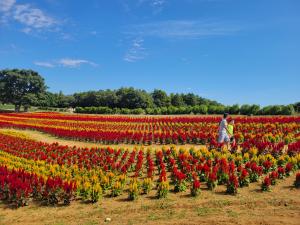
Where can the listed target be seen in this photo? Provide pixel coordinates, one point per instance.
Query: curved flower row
(264, 133)
(57, 174)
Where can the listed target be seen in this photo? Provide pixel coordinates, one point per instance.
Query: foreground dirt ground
(250, 206)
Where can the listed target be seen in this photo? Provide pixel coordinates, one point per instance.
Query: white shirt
(222, 126)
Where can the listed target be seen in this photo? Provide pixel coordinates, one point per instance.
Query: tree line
(27, 88)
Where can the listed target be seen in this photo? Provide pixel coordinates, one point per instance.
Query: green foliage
(20, 87)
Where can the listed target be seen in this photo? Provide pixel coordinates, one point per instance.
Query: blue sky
(232, 51)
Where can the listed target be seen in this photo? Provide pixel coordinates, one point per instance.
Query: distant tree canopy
(27, 88)
(21, 87)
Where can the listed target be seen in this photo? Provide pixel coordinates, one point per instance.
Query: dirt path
(39, 136)
(250, 206)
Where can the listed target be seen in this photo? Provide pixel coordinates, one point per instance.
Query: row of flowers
(57, 174)
(261, 132)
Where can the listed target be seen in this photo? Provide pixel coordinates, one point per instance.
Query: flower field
(53, 174)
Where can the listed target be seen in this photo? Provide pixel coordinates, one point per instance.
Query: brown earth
(249, 206)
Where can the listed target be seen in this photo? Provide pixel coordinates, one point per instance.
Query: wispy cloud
(65, 62)
(44, 64)
(183, 29)
(32, 18)
(156, 5)
(6, 5)
(136, 51)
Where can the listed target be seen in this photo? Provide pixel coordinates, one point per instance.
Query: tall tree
(177, 100)
(160, 98)
(20, 87)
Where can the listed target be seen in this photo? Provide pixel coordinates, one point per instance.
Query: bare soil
(249, 206)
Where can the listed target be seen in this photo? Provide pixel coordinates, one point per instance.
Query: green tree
(160, 98)
(177, 100)
(16, 85)
(190, 99)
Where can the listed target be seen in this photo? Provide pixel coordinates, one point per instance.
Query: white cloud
(136, 51)
(156, 5)
(183, 29)
(6, 5)
(32, 17)
(65, 62)
(44, 64)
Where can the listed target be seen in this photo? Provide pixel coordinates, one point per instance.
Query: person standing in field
(223, 131)
(230, 128)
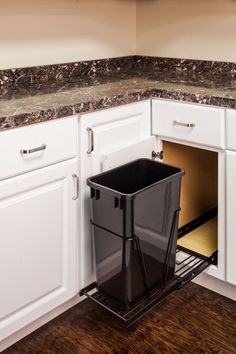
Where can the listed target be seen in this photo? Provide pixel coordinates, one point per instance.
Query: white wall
(38, 32)
(194, 29)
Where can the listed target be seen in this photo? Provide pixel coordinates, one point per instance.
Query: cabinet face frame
(219, 270)
(231, 223)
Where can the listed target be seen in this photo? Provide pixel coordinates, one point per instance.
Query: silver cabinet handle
(30, 151)
(187, 125)
(76, 187)
(91, 140)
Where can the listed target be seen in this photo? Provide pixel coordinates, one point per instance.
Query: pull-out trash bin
(134, 220)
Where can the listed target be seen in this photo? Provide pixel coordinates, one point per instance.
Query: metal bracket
(157, 155)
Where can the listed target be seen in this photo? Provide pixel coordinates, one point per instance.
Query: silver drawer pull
(30, 151)
(76, 186)
(187, 125)
(90, 140)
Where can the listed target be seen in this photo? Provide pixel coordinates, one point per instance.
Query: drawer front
(192, 123)
(32, 147)
(230, 129)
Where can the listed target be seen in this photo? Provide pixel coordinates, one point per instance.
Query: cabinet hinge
(157, 155)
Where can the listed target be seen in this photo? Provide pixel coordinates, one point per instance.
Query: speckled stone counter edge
(70, 71)
(109, 102)
(64, 72)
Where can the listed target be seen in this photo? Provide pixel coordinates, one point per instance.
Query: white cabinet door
(37, 244)
(114, 136)
(231, 217)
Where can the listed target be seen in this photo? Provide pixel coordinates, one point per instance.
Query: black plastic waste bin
(134, 218)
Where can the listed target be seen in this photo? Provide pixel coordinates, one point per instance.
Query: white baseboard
(216, 285)
(38, 323)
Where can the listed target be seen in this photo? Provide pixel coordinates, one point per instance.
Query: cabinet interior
(199, 196)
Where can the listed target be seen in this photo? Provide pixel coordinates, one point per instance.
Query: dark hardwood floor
(192, 320)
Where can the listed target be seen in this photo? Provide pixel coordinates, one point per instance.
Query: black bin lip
(133, 195)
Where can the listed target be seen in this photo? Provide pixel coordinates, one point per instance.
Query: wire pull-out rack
(187, 268)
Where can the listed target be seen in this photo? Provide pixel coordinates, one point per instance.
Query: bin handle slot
(169, 246)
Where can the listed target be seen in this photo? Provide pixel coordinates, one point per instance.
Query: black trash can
(135, 218)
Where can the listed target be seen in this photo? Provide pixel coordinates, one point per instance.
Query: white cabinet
(108, 138)
(29, 148)
(188, 122)
(231, 217)
(37, 244)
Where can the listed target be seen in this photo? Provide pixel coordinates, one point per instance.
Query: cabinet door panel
(37, 245)
(114, 130)
(231, 217)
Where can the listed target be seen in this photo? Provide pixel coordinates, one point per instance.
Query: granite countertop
(27, 104)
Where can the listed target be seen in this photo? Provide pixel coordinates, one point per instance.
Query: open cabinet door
(108, 138)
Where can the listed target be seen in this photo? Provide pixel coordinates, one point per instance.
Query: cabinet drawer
(29, 148)
(187, 122)
(231, 129)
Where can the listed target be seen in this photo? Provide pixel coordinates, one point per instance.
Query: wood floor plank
(192, 320)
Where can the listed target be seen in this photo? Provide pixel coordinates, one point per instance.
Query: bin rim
(133, 195)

◆ To do ◆
Copy all the records above exactly, but leave out the pictures.

◆ Response ◆
Where can the listed target be seen in this photo? Provide pixel coordinates, one point per instance.
Query: curved flower row
(264, 133)
(57, 174)
Where can the listed target be seen in this photo? Provide pixel coordinates, one point per instance.
Query: foreground dirt ground
(250, 206)
Where can the listed target be seen in this photo? Provide pixel coordinates, one point per instance.
Query: white shirt
(222, 126)
Where can the listed target be seen in this photo? Provide pixel coordinates, one point per instance.
Query: tree line
(27, 88)
Where can the listed target be seen in this photo? Provide pixel coordinates, one point per instance.
Query: green foliage
(20, 87)
Where can the listed target be seen in this photo? Provide pixel coordinates, one point per instance.
Query: blue sky
(232, 51)
Where can the listed target be seen in this photo? Provide pixel coordinates, one point per instance.
Query: distant tree canopy
(27, 88)
(21, 87)
Where can the listed target be seen in this photo? Provide pixel coordinates, one point per instance.
Query: dirt path
(39, 136)
(250, 206)
Where can the listed target be seen in this photo? Provide pixel coordinates, one point per instance.
Query: row of flowers
(57, 174)
(261, 132)
Where can the listed target be seen in this photo? Provide pixel coordinates, one point per instance.
Query: flower field
(53, 174)
Where can the listed target be seen in this photo? Provide pixel coordinates, one point per instance.
Query: brown earth
(249, 206)
Where can the listed target be seen in this photo? Provide pixel coordinates, one point per instance.
Query: wispy cloud
(65, 62)
(44, 64)
(183, 29)
(32, 18)
(156, 5)
(6, 5)
(136, 51)
Where can the listed target be seen in this photo? Provide pixel coordinates, one point per instance.
Query: tall tree
(177, 100)
(160, 98)
(20, 87)
Where can the listed target be seen in this photo? Provide pixel coordinates, one point per instance.
Query: bare soil
(249, 206)
Where can the listed target be seen in this photo? Provide pixel coordinates, one point per instance.
Query: green tree
(160, 98)
(177, 100)
(16, 85)
(190, 99)
Where can the listed target be seen in this photo? Provide pixel coordinates, one point per instance.
Query: white cloud
(136, 51)
(156, 5)
(183, 29)
(6, 5)
(32, 17)
(65, 62)
(44, 64)
Where can the listed target be seen in this photo? Provide pixel coordinates, one point per instance.
Query: person standing in field
(223, 131)
(230, 128)
Where can the listed target be seen in this photo? Provide pixel coordinates, one point per instance.
Query: white wall
(38, 32)
(194, 29)
Where can the listed target be seen in this photo? Provide pixel coordinates, one point per instance.
Query: cabinet face frame
(219, 270)
(231, 223)
Where can the listed target be seen in this photo? Provide pixel coordinates, one point per instance.
Query: silver cabinet handle
(30, 151)
(187, 125)
(76, 187)
(91, 140)
Where can the listed target be seen in this photo? Provide pixel coordinates, one point per instance.
Query: pull-out trash bin
(134, 220)
Where can the listed target be seen in this photo? Provide pixel coordinates, one point per instance.
Query: metal bracket
(157, 155)
Where can the listed target be seen in this photo? Provide pixel coordinates, one point per instance.
Query: silver drawer pull
(30, 151)
(76, 186)
(187, 125)
(90, 140)
Where can the listed target be seen in this photo? Provide pixel coordinates, one point per instance.
Query: drawer front
(192, 123)
(32, 147)
(230, 129)
Where can the listed target be seen in this photo? Provide pixel coordinates, one point per instance.
Query: cabinet hinge
(157, 155)
Where can the listed target be seen in this photo? Provide pixel coordinates, one point per instance.
Query: speckled stone counter edge
(70, 71)
(109, 102)
(64, 72)
Where can the listed target be seen in this photo? Provide pixel coordinates, one point per instance.
Query: white cabinet door
(37, 244)
(114, 136)
(231, 217)
Where can the listed target be seen in this photo? Provide pixel coordinates, one point per instance.
Query: black plastic waste bin
(134, 218)
Where can the listed target be seen in this photo? Provide pixel coordinates, one point per instance.
Query: white baseboard
(216, 285)
(38, 323)
Where can the listed target be seen in this photo? Provide pixel coordinates, one point per instance.
Query: cabinet interior
(199, 196)
Where can the listed target be seen in this photo? Provide pixel coordinates, one point per instance.
Query: dark hardwood floor
(192, 320)
Where can the listed target be seen in this photo? Provide pixel coordinates, one point per instance.
Query: black bin lip
(133, 195)
Where can the listed target be seen in this photo? Provide pixel coordinates, one point per instance.
Query: wire pull-out rack
(187, 268)
Where can the listed target be seen in this photo? Provide pixel coordinates, one point per instance.
Query: bin handle slot
(169, 246)
Where can the listed target be seen in this photo? Provide pixel coordinates, one point per instance.
Query: black trash can
(135, 218)
Where can the listed target be seen in this photo? Provide pixel coordinates, one point per instance.
Query: white cabinet
(108, 138)
(29, 148)
(188, 122)
(231, 217)
(37, 244)
Where can the listed target be seen in this photo? Provide pixel coordinates, one point per instance.
Query: cabinet door panel
(37, 245)
(114, 130)
(231, 217)
Where can the listed target be seen in this photo? Provide pixel coordinates, one point per instance.
Query: granite countertop
(27, 104)
Where can the listed target be seen in this photo? Provide pixel coordinates, one point per instance.
Query: open cabinet door
(108, 138)
Where can the listed target be seen in this photo? Provide pixel coordinates, one point per instance.
Query: cabinet drawer
(29, 148)
(187, 122)
(231, 129)
Where can the listed target be seen in this photo? Provide pixel coordinates, one point per instance.
Query: wood floor plank
(192, 320)
Where can the listed target be seen in this photo? Provide pixel coordinates, one point per instance.
Query: bin rim
(133, 195)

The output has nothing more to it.